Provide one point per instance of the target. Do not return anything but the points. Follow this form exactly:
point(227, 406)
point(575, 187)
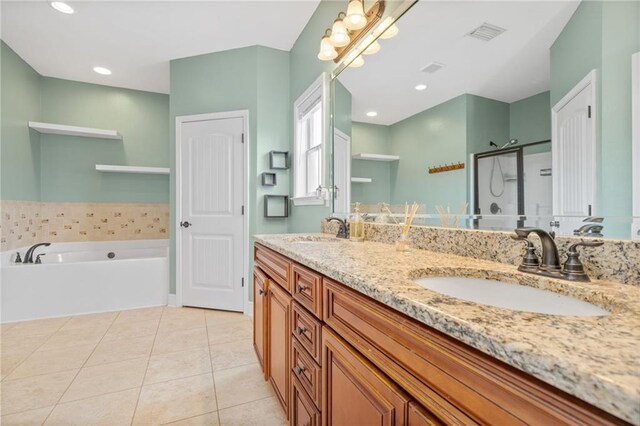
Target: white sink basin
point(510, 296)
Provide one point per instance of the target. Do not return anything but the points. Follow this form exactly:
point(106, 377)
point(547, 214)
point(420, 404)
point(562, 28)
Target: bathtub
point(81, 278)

==

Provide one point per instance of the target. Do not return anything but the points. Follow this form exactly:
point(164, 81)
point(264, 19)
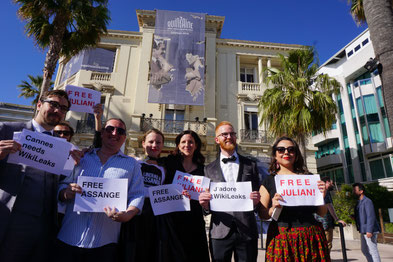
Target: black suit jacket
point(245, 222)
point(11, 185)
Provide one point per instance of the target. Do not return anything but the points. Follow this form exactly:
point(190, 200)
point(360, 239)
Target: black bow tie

_WRITTEN REQUEST_
Count the lines above that contain the string "black", with case counting, and reply with the number alone.

_WORKED ANSWER_
2